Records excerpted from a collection
++++++++++

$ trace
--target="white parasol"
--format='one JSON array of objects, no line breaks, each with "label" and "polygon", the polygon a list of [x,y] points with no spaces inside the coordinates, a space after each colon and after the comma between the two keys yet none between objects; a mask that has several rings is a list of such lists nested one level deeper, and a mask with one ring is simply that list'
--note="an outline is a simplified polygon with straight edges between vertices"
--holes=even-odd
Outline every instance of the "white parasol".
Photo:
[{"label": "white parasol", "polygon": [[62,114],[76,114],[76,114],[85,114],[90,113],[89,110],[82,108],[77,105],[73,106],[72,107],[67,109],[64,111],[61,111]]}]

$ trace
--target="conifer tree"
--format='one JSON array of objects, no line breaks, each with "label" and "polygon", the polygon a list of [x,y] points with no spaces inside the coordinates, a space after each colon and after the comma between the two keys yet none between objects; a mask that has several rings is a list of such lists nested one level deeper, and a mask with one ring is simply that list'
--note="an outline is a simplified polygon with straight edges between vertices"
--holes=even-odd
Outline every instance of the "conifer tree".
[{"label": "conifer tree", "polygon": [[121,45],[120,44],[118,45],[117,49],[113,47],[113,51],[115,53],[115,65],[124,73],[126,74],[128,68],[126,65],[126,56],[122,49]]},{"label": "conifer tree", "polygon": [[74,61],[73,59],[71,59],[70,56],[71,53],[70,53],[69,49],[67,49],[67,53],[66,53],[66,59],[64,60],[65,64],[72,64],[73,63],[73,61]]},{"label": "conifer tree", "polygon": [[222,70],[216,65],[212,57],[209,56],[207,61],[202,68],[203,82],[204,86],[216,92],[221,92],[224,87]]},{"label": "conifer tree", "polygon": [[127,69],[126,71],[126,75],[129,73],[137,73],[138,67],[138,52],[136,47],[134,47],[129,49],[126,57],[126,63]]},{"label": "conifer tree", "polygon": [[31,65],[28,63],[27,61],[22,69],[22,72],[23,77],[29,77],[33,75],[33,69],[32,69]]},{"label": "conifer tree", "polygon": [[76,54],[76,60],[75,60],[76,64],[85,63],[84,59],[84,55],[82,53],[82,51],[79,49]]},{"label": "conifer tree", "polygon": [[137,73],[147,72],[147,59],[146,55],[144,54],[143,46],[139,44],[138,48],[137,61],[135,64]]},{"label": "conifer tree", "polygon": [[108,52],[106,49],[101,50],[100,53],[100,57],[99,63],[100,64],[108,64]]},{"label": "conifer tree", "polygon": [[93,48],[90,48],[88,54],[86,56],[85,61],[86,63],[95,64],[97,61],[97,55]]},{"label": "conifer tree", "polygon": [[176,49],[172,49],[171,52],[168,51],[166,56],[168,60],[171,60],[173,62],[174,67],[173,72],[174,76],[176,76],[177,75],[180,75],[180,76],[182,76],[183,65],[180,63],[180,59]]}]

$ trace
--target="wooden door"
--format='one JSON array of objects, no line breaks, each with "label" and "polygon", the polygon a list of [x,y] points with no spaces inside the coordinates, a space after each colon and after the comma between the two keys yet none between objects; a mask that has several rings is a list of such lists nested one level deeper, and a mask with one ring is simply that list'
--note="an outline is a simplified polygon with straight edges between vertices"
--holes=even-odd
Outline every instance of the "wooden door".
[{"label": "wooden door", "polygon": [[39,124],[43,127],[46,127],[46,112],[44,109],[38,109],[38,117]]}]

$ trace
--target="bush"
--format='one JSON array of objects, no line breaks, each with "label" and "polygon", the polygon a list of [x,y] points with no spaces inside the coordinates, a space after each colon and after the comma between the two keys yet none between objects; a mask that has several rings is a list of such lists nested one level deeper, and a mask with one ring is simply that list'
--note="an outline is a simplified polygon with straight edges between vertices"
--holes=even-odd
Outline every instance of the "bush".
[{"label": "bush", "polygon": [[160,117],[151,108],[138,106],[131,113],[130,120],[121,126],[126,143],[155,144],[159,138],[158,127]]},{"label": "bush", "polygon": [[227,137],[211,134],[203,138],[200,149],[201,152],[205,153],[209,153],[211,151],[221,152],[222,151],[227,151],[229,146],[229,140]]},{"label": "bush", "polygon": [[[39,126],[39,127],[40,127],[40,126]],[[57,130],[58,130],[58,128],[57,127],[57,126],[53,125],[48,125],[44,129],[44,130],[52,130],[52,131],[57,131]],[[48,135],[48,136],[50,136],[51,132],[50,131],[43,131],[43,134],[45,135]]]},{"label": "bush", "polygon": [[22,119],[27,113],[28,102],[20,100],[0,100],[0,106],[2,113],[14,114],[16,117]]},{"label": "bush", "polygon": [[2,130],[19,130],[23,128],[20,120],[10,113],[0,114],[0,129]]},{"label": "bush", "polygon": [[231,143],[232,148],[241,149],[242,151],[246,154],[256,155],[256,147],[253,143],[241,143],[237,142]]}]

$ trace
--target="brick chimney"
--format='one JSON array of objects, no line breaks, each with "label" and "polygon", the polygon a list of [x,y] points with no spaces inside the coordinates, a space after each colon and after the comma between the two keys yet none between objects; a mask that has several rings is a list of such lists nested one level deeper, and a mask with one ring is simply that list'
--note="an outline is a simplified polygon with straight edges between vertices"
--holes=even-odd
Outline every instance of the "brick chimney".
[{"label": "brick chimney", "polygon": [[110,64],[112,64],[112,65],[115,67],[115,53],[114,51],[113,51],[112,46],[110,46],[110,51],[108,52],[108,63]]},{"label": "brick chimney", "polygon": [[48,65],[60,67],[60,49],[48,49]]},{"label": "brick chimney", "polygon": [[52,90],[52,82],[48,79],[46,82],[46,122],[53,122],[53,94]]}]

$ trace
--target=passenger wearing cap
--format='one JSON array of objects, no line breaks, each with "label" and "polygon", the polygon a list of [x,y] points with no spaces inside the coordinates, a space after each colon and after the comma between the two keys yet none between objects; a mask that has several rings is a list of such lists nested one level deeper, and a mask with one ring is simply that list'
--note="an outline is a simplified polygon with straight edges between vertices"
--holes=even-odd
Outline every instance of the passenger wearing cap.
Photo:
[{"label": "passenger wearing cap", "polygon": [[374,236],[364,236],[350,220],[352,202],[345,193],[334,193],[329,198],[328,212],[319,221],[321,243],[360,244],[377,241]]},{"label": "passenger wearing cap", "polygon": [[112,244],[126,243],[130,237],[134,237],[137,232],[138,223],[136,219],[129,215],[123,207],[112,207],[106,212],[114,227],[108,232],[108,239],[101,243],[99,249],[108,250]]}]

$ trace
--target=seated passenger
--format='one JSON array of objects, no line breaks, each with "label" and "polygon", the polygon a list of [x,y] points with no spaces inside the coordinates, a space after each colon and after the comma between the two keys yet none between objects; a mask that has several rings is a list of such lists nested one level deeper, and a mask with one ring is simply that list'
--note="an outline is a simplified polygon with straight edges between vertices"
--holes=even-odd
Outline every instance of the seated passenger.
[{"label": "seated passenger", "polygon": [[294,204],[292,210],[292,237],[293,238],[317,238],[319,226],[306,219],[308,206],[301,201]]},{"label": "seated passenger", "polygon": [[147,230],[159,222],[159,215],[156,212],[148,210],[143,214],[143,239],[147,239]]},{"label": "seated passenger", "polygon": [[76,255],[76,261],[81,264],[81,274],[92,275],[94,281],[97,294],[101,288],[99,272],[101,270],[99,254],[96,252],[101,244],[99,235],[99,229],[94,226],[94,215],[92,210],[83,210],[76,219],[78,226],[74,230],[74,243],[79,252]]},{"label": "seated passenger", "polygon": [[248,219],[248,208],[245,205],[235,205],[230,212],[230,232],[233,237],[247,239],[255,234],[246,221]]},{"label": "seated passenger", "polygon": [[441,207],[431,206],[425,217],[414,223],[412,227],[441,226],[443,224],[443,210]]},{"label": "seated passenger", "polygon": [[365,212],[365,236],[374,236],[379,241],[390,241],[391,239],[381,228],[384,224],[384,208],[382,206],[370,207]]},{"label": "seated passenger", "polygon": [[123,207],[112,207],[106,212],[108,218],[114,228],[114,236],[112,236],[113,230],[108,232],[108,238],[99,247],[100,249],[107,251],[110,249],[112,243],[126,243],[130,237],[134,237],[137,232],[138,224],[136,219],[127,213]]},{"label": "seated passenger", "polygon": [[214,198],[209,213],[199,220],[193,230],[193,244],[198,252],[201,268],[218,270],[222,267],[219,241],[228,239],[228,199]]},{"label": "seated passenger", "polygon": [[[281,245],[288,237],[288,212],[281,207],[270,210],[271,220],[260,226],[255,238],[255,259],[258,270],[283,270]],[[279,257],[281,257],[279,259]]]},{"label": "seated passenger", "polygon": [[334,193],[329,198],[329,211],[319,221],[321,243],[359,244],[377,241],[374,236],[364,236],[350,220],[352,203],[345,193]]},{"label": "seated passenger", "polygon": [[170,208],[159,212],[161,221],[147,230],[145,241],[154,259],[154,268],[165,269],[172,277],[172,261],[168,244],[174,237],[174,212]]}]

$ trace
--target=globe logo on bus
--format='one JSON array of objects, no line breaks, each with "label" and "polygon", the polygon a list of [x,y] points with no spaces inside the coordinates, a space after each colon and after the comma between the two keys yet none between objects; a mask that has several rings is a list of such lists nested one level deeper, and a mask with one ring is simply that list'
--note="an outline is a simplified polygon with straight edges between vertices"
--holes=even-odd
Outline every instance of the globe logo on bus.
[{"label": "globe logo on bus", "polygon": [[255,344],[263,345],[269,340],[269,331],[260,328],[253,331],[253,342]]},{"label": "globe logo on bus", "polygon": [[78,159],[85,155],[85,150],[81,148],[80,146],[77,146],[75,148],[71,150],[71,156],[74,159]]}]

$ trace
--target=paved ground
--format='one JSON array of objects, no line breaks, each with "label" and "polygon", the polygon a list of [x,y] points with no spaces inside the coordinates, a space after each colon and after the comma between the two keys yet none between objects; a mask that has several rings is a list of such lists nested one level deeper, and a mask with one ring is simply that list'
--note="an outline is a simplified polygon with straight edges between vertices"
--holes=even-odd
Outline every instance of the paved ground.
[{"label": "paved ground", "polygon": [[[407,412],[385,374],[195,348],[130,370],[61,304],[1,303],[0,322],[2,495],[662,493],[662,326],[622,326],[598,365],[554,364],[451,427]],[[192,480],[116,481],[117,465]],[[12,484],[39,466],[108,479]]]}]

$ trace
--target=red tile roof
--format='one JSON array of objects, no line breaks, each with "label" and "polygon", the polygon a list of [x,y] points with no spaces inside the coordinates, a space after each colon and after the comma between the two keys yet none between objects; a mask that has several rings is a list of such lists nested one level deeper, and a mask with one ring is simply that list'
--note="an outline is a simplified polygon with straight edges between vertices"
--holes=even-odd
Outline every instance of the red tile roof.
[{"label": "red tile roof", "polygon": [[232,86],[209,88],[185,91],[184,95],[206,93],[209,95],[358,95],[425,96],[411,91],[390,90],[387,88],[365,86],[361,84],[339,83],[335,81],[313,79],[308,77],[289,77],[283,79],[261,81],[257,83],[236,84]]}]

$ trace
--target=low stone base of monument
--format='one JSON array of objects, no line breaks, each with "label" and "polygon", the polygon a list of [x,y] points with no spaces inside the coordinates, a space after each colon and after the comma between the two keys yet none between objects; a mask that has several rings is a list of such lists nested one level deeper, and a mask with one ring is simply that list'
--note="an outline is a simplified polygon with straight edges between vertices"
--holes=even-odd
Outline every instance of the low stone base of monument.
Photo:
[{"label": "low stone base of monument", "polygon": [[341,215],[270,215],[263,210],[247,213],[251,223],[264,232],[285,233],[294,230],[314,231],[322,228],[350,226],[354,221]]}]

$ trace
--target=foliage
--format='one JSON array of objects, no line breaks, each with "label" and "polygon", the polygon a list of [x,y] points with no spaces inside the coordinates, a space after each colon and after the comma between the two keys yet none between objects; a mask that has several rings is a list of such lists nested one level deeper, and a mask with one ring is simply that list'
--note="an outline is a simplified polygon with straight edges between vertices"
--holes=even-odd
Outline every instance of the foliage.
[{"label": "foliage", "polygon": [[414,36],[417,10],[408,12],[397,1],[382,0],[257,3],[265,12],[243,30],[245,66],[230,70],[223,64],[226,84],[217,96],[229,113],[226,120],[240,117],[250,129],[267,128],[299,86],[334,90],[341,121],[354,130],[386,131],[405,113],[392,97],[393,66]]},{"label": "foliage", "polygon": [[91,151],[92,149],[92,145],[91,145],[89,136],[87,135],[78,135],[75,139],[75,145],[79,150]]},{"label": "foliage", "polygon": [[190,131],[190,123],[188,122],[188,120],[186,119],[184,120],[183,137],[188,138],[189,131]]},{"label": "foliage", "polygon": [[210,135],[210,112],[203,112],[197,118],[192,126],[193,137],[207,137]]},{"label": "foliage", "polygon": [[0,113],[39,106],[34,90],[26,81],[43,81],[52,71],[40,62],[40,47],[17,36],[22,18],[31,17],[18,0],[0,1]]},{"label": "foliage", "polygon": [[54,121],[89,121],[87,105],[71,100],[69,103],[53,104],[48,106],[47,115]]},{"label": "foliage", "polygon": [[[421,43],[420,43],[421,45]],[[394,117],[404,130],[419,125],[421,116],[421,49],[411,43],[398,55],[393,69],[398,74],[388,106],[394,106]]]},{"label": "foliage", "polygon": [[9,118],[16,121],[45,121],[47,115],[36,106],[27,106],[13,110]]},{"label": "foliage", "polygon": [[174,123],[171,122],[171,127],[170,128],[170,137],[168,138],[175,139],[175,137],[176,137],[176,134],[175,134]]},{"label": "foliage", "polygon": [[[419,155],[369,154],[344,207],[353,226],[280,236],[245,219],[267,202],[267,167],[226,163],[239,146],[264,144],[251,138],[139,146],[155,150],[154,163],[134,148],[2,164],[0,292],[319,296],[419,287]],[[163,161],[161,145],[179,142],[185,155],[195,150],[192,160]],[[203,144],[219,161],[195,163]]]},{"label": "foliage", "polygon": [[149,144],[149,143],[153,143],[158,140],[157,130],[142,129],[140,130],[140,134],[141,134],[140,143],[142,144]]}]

++++++++++

Exercise: Gather every line in the records above that contains the word "instance", and copy each one in full.

Full response:
Outline every instance of the "white parasol".
Outline every instance of the "conifer tree".
Outline every instance of the "wooden door".
Outline every instance of the "bush".
Outline every instance of the "brick chimney".
Outline every instance of the passenger wearing cap.
Outline every instance of the seated passenger.
Outline every instance of the globe logo on bus.
Outline every instance of the paved ground.
Outline every instance of the red tile roof.
Outline every instance of the low stone base of monument.
Outline every instance of the foliage.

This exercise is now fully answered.